_The task_. Reproduce every line of the items below, requests included, and raise each bounding-box coordinate in the answers by 38.

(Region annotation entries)
╔══
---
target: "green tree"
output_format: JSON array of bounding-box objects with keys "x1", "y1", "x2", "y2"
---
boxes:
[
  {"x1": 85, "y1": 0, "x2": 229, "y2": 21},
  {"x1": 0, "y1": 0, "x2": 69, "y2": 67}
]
╚══
_Complete output_.
---
target: "green tree"
output_format: JSON array of bounding-box objects with keys "x1", "y1", "x2", "y2"
---
boxes:
[
  {"x1": 123, "y1": 38, "x2": 267, "y2": 59},
  {"x1": 38, "y1": 38, "x2": 107, "y2": 105}
]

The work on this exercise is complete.